**Written task A:**
Rewrite the rows as a numbered list, starting at the first row and ending after the row that contains "0,552,416,671". Omit blank lines and leave out the pictures.

4.           Voting Rights. Shares of Series J Preferred Stock will generally have no voting rights, except as required by law and except that the consent of the holders of the outstanding Series J Preferred Stock will be required to amend any provision of our certificate of incorporation that would have a materially adverse effect on the rights of the holders of the Series J Preferred Stock.

5.           Liquidation Preference.  In the event of our liquidation, dissolution or winding up, holders of the Series J Preferred Stock will receive a payment equal to $0.01 per share of Series J Preferred Stock before any proceeds are distributed to the holders of our common stock. Following the payment described in the preceding sentence, the holders of the Series J Preferred Stock will participate, on an as-if-converted-to-common stock basis, in any distributions to the holders of common stock.

6.           Conversion Rights.  The holders of shares of Series J Preferred Stock shall have the following conversion rights:

A.           Each share of the Series J Preferred Stock is convertible into ten shares of our common stock at any time at the option of the holder (the "Conversion Rate").

**Records for this exercise:**

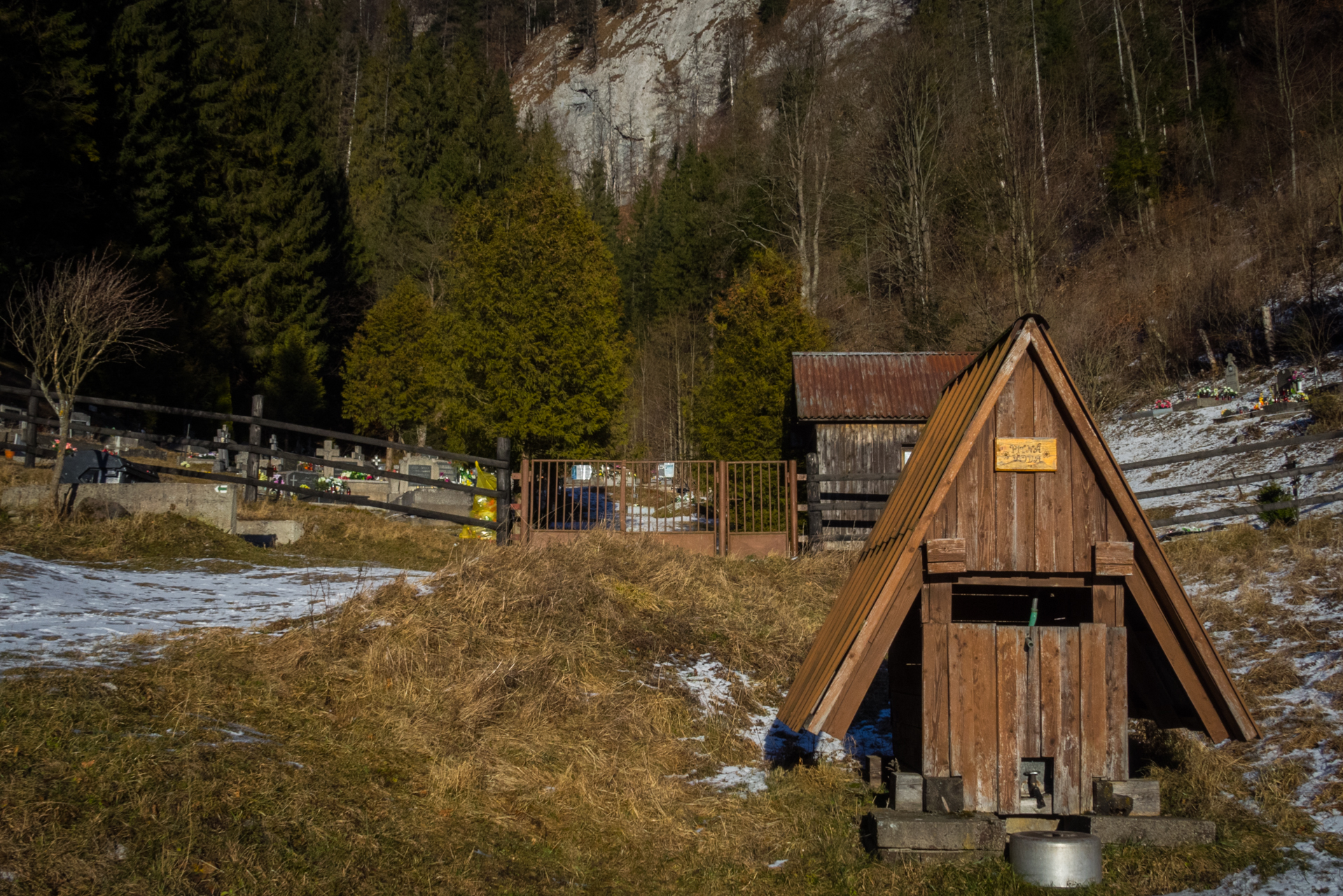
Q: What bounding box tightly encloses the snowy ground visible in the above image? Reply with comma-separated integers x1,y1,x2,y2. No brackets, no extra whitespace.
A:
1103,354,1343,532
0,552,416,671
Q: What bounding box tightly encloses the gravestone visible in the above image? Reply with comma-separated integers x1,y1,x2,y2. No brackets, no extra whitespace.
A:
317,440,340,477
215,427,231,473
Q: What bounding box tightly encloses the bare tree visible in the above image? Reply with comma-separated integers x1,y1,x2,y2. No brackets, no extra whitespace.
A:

**Written task B:**
Answer these questions from the Series J Preferred Stock terms, one answer per line and marked the same way:
(i) On liquidation, what payment per share do Series J holders receive before common stockholders get any proceeds?
(ii) How many shares of common stock does each Series J share convert into?
(iii) Whose consent is required to amend a provision of the certificate of incorporation that would materially and adversely affect Series J holders' rights?

**Written solution A:**
1. Q: What bounding box tightly encloses the snowy ground visible in the above image? Reply with comma-separated integers x1,y1,x2,y2. No brackets, no extra whitespace.
2. A:
3. 1103,354,1343,532
4. 0,552,416,671

**Written solution B:**
(i) $0.01 per share
(ii) Ten shares
(iii) The holders of the outstanding Series J Preferred Stock